# Supplied data

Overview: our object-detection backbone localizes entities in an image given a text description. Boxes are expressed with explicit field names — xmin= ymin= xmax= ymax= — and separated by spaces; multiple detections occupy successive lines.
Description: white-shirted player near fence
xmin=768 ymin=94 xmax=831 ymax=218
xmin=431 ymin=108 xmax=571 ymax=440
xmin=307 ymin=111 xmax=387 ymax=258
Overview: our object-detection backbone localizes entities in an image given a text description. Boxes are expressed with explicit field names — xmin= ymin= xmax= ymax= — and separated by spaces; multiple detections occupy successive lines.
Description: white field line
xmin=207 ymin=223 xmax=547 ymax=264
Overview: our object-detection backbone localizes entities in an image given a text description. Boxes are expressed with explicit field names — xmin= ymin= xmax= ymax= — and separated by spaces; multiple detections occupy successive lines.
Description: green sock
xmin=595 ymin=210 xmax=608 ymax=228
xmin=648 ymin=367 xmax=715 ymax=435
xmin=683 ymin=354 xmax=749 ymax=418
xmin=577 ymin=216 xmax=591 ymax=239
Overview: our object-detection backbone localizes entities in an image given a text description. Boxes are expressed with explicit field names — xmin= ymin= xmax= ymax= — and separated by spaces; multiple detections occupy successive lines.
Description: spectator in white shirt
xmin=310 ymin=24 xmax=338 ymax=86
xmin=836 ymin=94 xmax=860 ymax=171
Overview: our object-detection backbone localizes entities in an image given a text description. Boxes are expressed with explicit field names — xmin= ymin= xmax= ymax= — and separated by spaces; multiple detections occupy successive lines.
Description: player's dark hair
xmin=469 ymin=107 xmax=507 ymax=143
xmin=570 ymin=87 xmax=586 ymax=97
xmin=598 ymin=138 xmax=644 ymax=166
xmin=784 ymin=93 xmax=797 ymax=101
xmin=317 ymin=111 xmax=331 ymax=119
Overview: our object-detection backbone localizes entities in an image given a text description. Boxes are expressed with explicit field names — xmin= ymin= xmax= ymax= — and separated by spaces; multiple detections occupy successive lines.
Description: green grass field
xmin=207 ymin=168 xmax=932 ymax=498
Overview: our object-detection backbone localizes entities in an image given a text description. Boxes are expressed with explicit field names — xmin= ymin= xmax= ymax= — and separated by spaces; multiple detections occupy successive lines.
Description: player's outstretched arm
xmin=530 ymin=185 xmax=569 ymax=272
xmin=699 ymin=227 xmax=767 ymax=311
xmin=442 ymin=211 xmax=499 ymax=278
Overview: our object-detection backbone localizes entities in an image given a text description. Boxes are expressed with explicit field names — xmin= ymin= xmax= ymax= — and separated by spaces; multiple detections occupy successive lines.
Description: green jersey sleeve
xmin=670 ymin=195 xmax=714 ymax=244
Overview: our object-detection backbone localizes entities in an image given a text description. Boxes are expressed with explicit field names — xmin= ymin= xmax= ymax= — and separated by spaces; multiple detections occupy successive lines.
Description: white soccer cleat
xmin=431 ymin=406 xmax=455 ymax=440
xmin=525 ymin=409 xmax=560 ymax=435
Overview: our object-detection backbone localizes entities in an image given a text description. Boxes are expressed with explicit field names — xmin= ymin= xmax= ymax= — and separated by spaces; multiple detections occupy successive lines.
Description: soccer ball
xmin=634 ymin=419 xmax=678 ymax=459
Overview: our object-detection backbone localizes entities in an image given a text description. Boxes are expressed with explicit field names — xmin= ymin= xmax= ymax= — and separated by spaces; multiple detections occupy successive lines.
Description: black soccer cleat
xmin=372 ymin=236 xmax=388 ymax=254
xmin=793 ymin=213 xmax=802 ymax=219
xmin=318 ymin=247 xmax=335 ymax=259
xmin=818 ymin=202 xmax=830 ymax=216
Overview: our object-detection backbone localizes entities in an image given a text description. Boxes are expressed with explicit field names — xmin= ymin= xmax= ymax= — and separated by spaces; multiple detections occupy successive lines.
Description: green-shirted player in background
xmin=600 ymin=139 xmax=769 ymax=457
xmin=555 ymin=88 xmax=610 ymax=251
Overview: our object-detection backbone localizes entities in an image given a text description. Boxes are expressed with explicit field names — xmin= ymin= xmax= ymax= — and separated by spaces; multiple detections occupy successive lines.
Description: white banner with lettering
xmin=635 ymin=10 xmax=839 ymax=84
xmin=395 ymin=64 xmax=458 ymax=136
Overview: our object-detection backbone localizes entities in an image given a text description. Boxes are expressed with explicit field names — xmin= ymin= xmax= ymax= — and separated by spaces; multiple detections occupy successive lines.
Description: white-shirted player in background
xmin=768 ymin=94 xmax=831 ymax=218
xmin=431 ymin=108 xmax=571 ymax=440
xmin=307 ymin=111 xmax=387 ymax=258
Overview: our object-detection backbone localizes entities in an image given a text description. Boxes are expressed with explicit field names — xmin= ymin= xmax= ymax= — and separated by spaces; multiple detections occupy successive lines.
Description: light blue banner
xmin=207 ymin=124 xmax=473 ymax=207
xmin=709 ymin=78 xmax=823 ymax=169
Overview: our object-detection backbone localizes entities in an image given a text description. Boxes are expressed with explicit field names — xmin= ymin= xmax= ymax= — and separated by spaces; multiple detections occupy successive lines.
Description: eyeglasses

# What you should do
Your response should be an exact copy of all the records.

# Response
Overview: our object-detection backbone localizes entities in an image given a text description. Boxes are expressed with explicit field names — xmin= ymin= xmax= ymax= — and separated by spaces; multiple detections occupy successive lines.
Description: white-shirted player near fence
xmin=768 ymin=94 xmax=831 ymax=218
xmin=431 ymin=108 xmax=571 ymax=440
xmin=307 ymin=111 xmax=387 ymax=258
Overview: our object-detection backbone localizes entities in an image given a text description. Boxes are expressed with explicit field names — xmin= ymin= xmax= ymax= — and separated by spaces; multiple detections occupy successive lines.
Description: white field line
xmin=207 ymin=223 xmax=547 ymax=264
Overview: our object-detection backbone localizes entities in an image given a text description. Boxes are expressed with explicit field names — xmin= ymin= xmax= ymax= — and separated by spaces; multiple detections occupy successive lines.
Description: green sock
xmin=595 ymin=210 xmax=608 ymax=228
xmin=648 ymin=367 xmax=715 ymax=435
xmin=683 ymin=354 xmax=749 ymax=418
xmin=577 ymin=216 xmax=591 ymax=239
Overview: our object-detection backbone localizes entities in an image given a text description. Boxes are expressed with explicit field names — xmin= ymin= xmax= ymax= — and separated by spaces; multiple detections occupy successive lines.
Description: spectator in white shirt
xmin=310 ymin=24 xmax=338 ymax=86
xmin=836 ymin=94 xmax=860 ymax=171
Overview: our object-detection backbone localizes entities in an image given a text description. Boxes are expressed with explicit field names — xmin= ymin= xmax= ymax= — and separated by spaces; multiple detections occupy successive lines.
Description: player's dark hair
xmin=469 ymin=107 xmax=507 ymax=143
xmin=570 ymin=87 xmax=586 ymax=97
xmin=598 ymin=138 xmax=644 ymax=166
xmin=784 ymin=93 xmax=797 ymax=101
xmin=317 ymin=111 xmax=331 ymax=119
Overview: our object-detection backbone localizes entities in an image given a text description. Boxes are expressed with explicit field names — xmin= ymin= xmax= ymax= — and separated by spaces; multiple detections occupy successive lines.
Description: green grass field
xmin=207 ymin=168 xmax=932 ymax=498
Overview: our object-detection backbone localizes entities in an image given a text description. Boxes are expressed with explicit field names — xmin= ymin= xmax= ymax= — and separated by spaces; multiple detections occupy successive lines.
Description: player's outstretched arm
xmin=530 ymin=185 xmax=569 ymax=272
xmin=699 ymin=227 xmax=767 ymax=311
xmin=442 ymin=211 xmax=499 ymax=278
Overview: our object-detection backbone localizes entities in an image given a text description. Boxes are expressed with explicit field names — xmin= ymin= xmax= ymax= — and separated by spaces; multiple detections occupy successive lines.
Description: green jersey sleeve
xmin=670 ymin=195 xmax=714 ymax=244
Overview: our object-detection backbone localizes entities in an image given a text description. Boxes are expressed with explicit field names — xmin= ymin= xmax= ymax= — and separated by spaces; multiple detections occupy successive lines.
Description: white soccer cleat
xmin=431 ymin=406 xmax=455 ymax=440
xmin=525 ymin=409 xmax=560 ymax=435
Overview: our object-detection backbone localizes entities in an image given a text description. Boxes are expressed with explicit field names — xmin= ymin= xmax= ymax= — and separated by spaces; multiple detections occupy successive lines.
Description: soccer ball
xmin=634 ymin=419 xmax=678 ymax=459
Overview: our object-detection backbone localizes entities in an image given a text description. Boxes are expressed with explicit field names — xmin= ymin= xmax= ymax= — and separated by spaces; multiple detections occupy successive lines.
Description: black soccer cleat
xmin=372 ymin=236 xmax=388 ymax=254
xmin=793 ymin=213 xmax=802 ymax=219
xmin=318 ymin=247 xmax=335 ymax=259
xmin=818 ymin=202 xmax=830 ymax=216
Overview: our object-detection backbone localizes entities in an image given a text description. Boxes are expressed with explicit field names — xmin= ymin= xmax= ymax= — and separated by spaces; multiple detections occupy successive lines.
Description: green-shirted player in background
xmin=600 ymin=139 xmax=769 ymax=457
xmin=555 ymin=88 xmax=610 ymax=251
Overview: our object-detection backbone localizes entities in an image given a text description. Boxes are expressed with explicit field names — xmin= ymin= xmax= ymax= — and separated by spaces; multiple detections occupy successive lines.
Description: white banner with lettering
xmin=635 ymin=10 xmax=839 ymax=84
xmin=395 ymin=64 xmax=458 ymax=136
Overview: our object-detection backbone localizes entities in an image given a text description. Boxes are expressed with explicit field names — xmin= ymin= xmax= ymax= — and separated by spaces; multiple detections occupy successive lines.
Description: white-shirted player in background
xmin=768 ymin=94 xmax=831 ymax=218
xmin=431 ymin=108 xmax=571 ymax=440
xmin=307 ymin=111 xmax=387 ymax=258
Overview: our object-detection backbone localizes entities in an image given a text description. Boxes are expressed with explicit field names — xmin= ymin= xmax= ymax= — and separated by spaces; multiple detections occupy successive lines.
Description: light blue banner
xmin=207 ymin=124 xmax=473 ymax=207
xmin=709 ymin=78 xmax=823 ymax=169
Overview: our object-detection backbone localizes entities in an image given a text description. Boxes are expressed with explicit field names — xmin= ymin= xmax= ymax= — and separated by spaces; multiple detections occupy successive lines.
Description: eyeglasses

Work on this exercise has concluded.